- _EXERCISE_
Write out the lines below once more, exactly as they appear. Do not include pictures.

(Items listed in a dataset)
────────

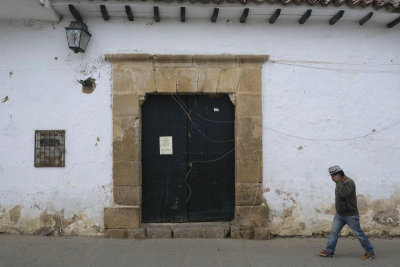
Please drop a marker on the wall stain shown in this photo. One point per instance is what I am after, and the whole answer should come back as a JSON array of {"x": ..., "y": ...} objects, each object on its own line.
[
  {"x": 47, "y": 223},
  {"x": 15, "y": 214},
  {"x": 378, "y": 217}
]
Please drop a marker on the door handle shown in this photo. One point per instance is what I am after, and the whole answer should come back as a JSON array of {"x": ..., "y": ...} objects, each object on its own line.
[{"x": 193, "y": 153}]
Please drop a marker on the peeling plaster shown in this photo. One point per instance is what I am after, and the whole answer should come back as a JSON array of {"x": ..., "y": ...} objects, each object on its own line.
[
  {"x": 47, "y": 223},
  {"x": 378, "y": 217}
]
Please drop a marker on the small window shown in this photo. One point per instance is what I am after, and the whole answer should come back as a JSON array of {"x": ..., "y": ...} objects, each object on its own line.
[{"x": 49, "y": 148}]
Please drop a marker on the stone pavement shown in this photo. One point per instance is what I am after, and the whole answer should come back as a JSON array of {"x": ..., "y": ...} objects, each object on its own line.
[{"x": 95, "y": 251}]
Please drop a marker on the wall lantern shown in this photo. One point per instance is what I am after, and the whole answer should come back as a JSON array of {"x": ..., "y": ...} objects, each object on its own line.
[{"x": 77, "y": 36}]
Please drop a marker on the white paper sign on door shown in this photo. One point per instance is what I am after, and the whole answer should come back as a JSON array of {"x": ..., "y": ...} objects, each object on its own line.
[{"x": 165, "y": 145}]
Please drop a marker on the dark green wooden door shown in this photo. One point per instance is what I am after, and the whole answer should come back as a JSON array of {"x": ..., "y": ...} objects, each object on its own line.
[{"x": 196, "y": 181}]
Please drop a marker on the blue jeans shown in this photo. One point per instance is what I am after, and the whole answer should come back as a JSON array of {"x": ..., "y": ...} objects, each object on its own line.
[{"x": 354, "y": 223}]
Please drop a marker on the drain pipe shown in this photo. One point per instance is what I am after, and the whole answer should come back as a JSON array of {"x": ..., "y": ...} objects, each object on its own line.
[{"x": 48, "y": 4}]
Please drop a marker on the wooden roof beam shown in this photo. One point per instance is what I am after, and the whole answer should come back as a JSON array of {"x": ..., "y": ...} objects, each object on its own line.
[
  {"x": 336, "y": 18},
  {"x": 129, "y": 13},
  {"x": 104, "y": 12},
  {"x": 366, "y": 18},
  {"x": 75, "y": 13},
  {"x": 305, "y": 17},
  {"x": 275, "y": 16}
]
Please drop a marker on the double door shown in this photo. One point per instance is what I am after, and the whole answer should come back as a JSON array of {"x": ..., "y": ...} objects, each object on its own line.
[{"x": 187, "y": 158}]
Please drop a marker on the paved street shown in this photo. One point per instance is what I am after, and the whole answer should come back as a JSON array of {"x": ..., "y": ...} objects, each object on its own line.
[{"x": 89, "y": 251}]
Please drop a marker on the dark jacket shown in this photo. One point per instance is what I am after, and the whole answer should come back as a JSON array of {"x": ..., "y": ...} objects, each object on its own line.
[{"x": 346, "y": 200}]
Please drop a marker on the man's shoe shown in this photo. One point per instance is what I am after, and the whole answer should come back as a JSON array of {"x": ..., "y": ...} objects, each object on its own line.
[
  {"x": 325, "y": 253},
  {"x": 368, "y": 256}
]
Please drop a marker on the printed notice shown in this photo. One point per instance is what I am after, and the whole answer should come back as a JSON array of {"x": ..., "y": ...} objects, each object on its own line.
[{"x": 165, "y": 145}]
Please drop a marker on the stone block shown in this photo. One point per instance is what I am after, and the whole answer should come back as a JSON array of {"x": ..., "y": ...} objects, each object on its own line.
[
  {"x": 208, "y": 80},
  {"x": 240, "y": 232},
  {"x": 248, "y": 105},
  {"x": 186, "y": 80},
  {"x": 251, "y": 81},
  {"x": 116, "y": 233},
  {"x": 259, "y": 233},
  {"x": 161, "y": 231},
  {"x": 248, "y": 171},
  {"x": 136, "y": 233},
  {"x": 122, "y": 217},
  {"x": 215, "y": 230},
  {"x": 126, "y": 150},
  {"x": 229, "y": 80},
  {"x": 126, "y": 128},
  {"x": 122, "y": 80},
  {"x": 250, "y": 127},
  {"x": 125, "y": 105},
  {"x": 144, "y": 80},
  {"x": 126, "y": 233},
  {"x": 219, "y": 61},
  {"x": 248, "y": 194},
  {"x": 128, "y": 195},
  {"x": 255, "y": 216},
  {"x": 166, "y": 80},
  {"x": 187, "y": 231},
  {"x": 127, "y": 173},
  {"x": 249, "y": 149},
  {"x": 173, "y": 61}
]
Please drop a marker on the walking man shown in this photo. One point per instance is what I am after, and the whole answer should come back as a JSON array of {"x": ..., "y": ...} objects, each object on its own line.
[{"x": 346, "y": 213}]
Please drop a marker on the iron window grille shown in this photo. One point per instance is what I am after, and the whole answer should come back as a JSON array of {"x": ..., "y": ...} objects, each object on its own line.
[{"x": 49, "y": 148}]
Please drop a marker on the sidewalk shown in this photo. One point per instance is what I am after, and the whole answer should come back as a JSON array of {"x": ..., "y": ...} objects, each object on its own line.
[{"x": 90, "y": 251}]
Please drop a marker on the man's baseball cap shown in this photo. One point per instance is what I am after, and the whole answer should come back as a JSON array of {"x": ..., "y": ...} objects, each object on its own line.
[{"x": 334, "y": 169}]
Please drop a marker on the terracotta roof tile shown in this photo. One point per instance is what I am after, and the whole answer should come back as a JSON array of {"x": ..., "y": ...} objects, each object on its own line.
[{"x": 390, "y": 5}]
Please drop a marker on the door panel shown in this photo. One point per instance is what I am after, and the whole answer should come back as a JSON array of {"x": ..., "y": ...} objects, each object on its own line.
[
  {"x": 163, "y": 183},
  {"x": 212, "y": 190},
  {"x": 208, "y": 192}
]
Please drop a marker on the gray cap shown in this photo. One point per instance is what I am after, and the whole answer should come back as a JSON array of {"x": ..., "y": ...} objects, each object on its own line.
[{"x": 334, "y": 169}]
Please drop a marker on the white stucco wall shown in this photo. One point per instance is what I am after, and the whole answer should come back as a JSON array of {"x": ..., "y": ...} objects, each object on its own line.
[{"x": 322, "y": 82}]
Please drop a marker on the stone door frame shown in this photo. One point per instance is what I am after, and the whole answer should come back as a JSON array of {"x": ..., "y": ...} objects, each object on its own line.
[{"x": 134, "y": 76}]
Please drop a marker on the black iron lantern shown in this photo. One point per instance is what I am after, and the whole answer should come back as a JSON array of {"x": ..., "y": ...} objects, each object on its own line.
[{"x": 77, "y": 36}]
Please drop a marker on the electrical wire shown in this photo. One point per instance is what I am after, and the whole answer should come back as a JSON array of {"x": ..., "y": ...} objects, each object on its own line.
[
  {"x": 199, "y": 115},
  {"x": 335, "y": 69}
]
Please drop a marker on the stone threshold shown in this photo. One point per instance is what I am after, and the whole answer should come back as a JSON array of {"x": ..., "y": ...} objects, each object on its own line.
[{"x": 190, "y": 230}]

────────

- _RESULT BELOW_
Please drop a marker on the wall stain shown in this photo. One point per instance is what I am after, and the whole answer should come back as a JSON array of {"x": ..., "y": ...} objects, each object on its own line.
[
  {"x": 47, "y": 223},
  {"x": 15, "y": 214},
  {"x": 378, "y": 217}
]
Please drop a marker on the door handle shown in this photo. One point per instance is what I am after, and the whole answer should come back as a JSON array of {"x": ..., "y": ...} objects, each object on its own line.
[{"x": 193, "y": 153}]
Please drop a marker on the peeling plaster shown in this photo. One point per instance is what I am after, and the whole answer should come back as a JSON array of {"x": ..., "y": ...} objects, each object on its own line.
[
  {"x": 47, "y": 223},
  {"x": 378, "y": 217}
]
Please drop a marker on the small window shown in this photo. One point per instance is what I am after, and the whole answer should come back as a JSON array of {"x": ..., "y": ...} objects, each object on its own line.
[{"x": 49, "y": 148}]
Please drop a marker on the stone pavement shown in this photo. One point per instance is what I am after, and the whole answer should come back as a JSON array of {"x": ..., "y": ...} objects, each object on its own line.
[{"x": 95, "y": 251}]
Please drop a marker on the wall lantern shown in this photo. One point per instance is what I am after, and the whole answer should come back as a JSON array of {"x": ..., "y": ...} objects, each object on its own line.
[{"x": 77, "y": 36}]
Please drop a marker on the white paper sign on door shown in this photo. One point per instance is what I am after, and the whole answer should come back as a JSON array of {"x": ..., "y": ...} objects, each object on its own line.
[{"x": 165, "y": 145}]
Please drop a marker on the dark green wooden door shown in this photo. One point per instance is what I am after, and the whole answer should come back as a JSON array of {"x": ..., "y": ...} objects, each object on its own line.
[{"x": 196, "y": 181}]
Please drop a marker on the blue jeans shown in this photo. One point per instance is what I am after, and the whole answer should come back as a JSON array of {"x": ..., "y": ...} objects, each object on its own line.
[{"x": 354, "y": 223}]
Please drop a marker on the drain pipe shown in this photo. One point per instance is what I am after, and the whole answer should come back as a JSON array of {"x": ..., "y": ...} objects, each object on its own line.
[{"x": 48, "y": 4}]
Please drop a marker on the wooden roof beam shown in this photo. One point per instance is what I am after, and the whole answer should come back as a JSON array of {"x": ..., "y": ...} objects, each object on its own line.
[
  {"x": 336, "y": 18},
  {"x": 129, "y": 13},
  {"x": 104, "y": 12},
  {"x": 366, "y": 18},
  {"x": 75, "y": 13},
  {"x": 305, "y": 17},
  {"x": 275, "y": 16}
]
Please drop a marker on the double door shown in this photo. One point per instance is what I am after, and the whole answer should come back as a JSON array of {"x": ..., "y": ...} objects, each object on its own line.
[{"x": 187, "y": 158}]
Please drop a marker on the paved street shown in this photo. One point per instance is what I am after, and the whole answer should come back as a JSON array of {"x": ..., "y": ...} objects, each object on its own line.
[{"x": 89, "y": 251}]
Please drop a marker on the dark jacket shown in this photo. One point per instance is what I am after, and the whole answer should come back as a JSON array of {"x": ..., "y": ...} objects, each object on its own line.
[{"x": 346, "y": 200}]
Please drop a marker on the man's shoe shown in this photo. One point per instance is what I am after, and the whole answer should come back as a JSON array of {"x": ..., "y": ...} objects, each object on its own line.
[
  {"x": 325, "y": 253},
  {"x": 368, "y": 256}
]
Please drop a marker on the printed notice shown in this photo. One point per instance is what I am after, and the whole answer should come back as a JSON array of {"x": ..., "y": ...} objects, each object on its own line.
[{"x": 165, "y": 145}]
Please drop a marker on the stone block shown in this photo. One point per instance is what I am after, and the whole answer should come back as a JSON array of {"x": ..., "y": ...} objects, each object on its own line.
[
  {"x": 208, "y": 80},
  {"x": 240, "y": 232},
  {"x": 248, "y": 105},
  {"x": 186, "y": 80},
  {"x": 251, "y": 81},
  {"x": 116, "y": 233},
  {"x": 259, "y": 233},
  {"x": 161, "y": 231},
  {"x": 248, "y": 171},
  {"x": 136, "y": 233},
  {"x": 122, "y": 217},
  {"x": 215, "y": 230},
  {"x": 126, "y": 150},
  {"x": 229, "y": 80},
  {"x": 126, "y": 128},
  {"x": 122, "y": 80},
  {"x": 250, "y": 127},
  {"x": 125, "y": 105},
  {"x": 144, "y": 80},
  {"x": 126, "y": 233},
  {"x": 219, "y": 61},
  {"x": 248, "y": 194},
  {"x": 128, "y": 195},
  {"x": 255, "y": 216},
  {"x": 166, "y": 80},
  {"x": 187, "y": 231},
  {"x": 127, "y": 173},
  {"x": 249, "y": 149},
  {"x": 173, "y": 61}
]
Please drop a marker on the walking man shown in this photo. One point per instance is what I am after, and the whole answer should come back as a JSON array of {"x": ..., "y": ...} objects, each object on its own line.
[{"x": 346, "y": 213}]
Please drop a marker on the iron window grille shown in this photo. One point per instance is what I am after, and the whole answer should come back as a JSON array of {"x": ..., "y": ...} objects, each object on its own line.
[{"x": 49, "y": 148}]
Please drop a marker on the sidewalk shown in this photo. One point per instance is what I am after, and the whole answer should come back as a JSON array of {"x": ..., "y": ...} objects, each object on its own line.
[{"x": 90, "y": 251}]
Please drop a marker on the man's baseball cap shown in this photo. One point per instance is what I am after, and the whole answer should come back as a JSON array of {"x": ..., "y": ...} objects, each object on its own line.
[{"x": 334, "y": 169}]
Please drop a marker on the terracotta roof tile shown in this photo. One point per instance is what I am after, and the whole answer should come back as a JSON array of {"x": ..., "y": ...} objects, each object on its own line.
[{"x": 390, "y": 5}]
Please drop a marker on the door panel shown in this photo. One point per instance is what I am after, and the whole answer should come back as a JSON array of {"x": ..., "y": ...} objects, each object on its own line.
[
  {"x": 163, "y": 183},
  {"x": 212, "y": 190},
  {"x": 208, "y": 192}
]
Please drop a marker on the gray cap shown in this photo. One point per instance is what I am after, and the whole answer should come back as a JSON array of {"x": ..., "y": ...} objects, each object on its own line.
[{"x": 334, "y": 169}]
Please drop a marker on the white stucco wall shown in this photo. One point per instance is what I am after, and the whole answer should come back as a JSON array of {"x": ..., "y": ...} objects, each object on its own line.
[{"x": 322, "y": 82}]
Please drop a marker on the stone door frame shown in this photo. One point per instance is what I am after, and the whole answer should come back as a JSON array of {"x": ..., "y": ...} objects, each object on its own line.
[{"x": 134, "y": 76}]
Please drop a marker on the black iron lantern shown in this photo. One point per instance is what I am after, and the whole answer should come back as a JSON array of {"x": ..., "y": ...} objects, each object on its own line.
[{"x": 77, "y": 36}]
Please drop a marker on the electrical wire shown in this photo. One point per instance is what I am after, and the whole answer should come back as a JSON array of {"x": ..., "y": ...} objects, each object on its own line.
[
  {"x": 199, "y": 115},
  {"x": 335, "y": 69}
]
Please drop a marker on the stone threshold shown in this photo. One point per instance is what I am after, and the whole answer should come back as a JSON array of {"x": ..., "y": ...} objects, each object on its own line.
[{"x": 190, "y": 230}]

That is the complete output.